→ Task prompt
Reproduce the listing below, substituting "one point for each instance" for every occurrence of "one point per instance" and leaving everything else as it is.
[Begin]
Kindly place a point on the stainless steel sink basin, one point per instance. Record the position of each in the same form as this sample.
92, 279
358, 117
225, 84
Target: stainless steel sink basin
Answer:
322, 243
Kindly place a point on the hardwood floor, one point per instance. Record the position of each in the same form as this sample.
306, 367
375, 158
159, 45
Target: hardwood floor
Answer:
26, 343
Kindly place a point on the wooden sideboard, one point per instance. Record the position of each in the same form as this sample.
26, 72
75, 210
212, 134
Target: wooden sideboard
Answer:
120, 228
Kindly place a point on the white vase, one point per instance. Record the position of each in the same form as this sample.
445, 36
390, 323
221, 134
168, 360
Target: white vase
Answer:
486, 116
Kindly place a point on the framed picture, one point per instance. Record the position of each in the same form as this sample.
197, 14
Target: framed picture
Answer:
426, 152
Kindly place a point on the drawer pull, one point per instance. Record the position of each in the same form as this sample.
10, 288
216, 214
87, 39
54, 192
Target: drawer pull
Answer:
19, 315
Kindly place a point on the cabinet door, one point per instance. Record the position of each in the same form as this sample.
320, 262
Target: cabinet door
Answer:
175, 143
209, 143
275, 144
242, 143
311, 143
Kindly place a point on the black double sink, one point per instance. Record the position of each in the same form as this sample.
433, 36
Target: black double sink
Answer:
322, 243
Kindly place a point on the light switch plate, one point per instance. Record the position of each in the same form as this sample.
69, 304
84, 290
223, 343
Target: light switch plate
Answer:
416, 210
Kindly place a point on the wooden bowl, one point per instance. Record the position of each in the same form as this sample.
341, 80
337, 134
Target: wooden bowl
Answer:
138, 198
[End]
→ Complete response
Kindly place a point on the stainless steel sink basin, one point for each instance. Record the position of each in the same form as this sample.
92, 279
358, 117
225, 84
Target: stainless steel sink basin
Answer:
322, 243
Kindly place a point on the hardwood floor, one point for each instance. Record the position of each in the same form as this sample.
306, 367
375, 158
159, 45
Target: hardwood floor
Answer:
26, 343
Kindly place a point on the wooden sideboard, one point for each instance. Record the position of each in the same form as this sample.
26, 72
75, 210
212, 134
Target: wooden sideboard
Answer:
120, 228
Kindly place a point on the white vase, one point for each instance. Record the position of each in the same form as this sample.
445, 36
390, 323
221, 134
168, 360
Target: white vase
Answer:
486, 116
Kindly place a point on the framed picture, one point for each instance. Record the position of each in the same form as this sample.
197, 14
Target: framed picture
Answer:
426, 152
Kindly place a point on the drawer pull, one point for each instance. Record the position of each in the same form as this sample.
10, 288
216, 214
87, 39
54, 192
Target: drawer pull
Answer:
19, 315
Kindly place a point on the cabinet door, one point for each instance. Record the position of each in the same form as this sample.
320, 262
Target: cabinet door
Answer:
175, 143
209, 143
275, 144
242, 143
311, 143
Kindly place a point on the black double sink, one point for each instance. Record the position of each in the same form as this sample.
433, 36
Target: black double sink
Answer:
322, 243
Kindly place a point on the light switch plate, one point for each instance. Record the position of each in the same form as this sample.
69, 304
84, 290
223, 343
Target: light switch plate
Answer:
416, 210
Kindly place a point on the wooden bowl, one point for each instance. Record the position of each in the same form as this sample.
341, 80
337, 134
Target: wooden bowl
Answer:
138, 198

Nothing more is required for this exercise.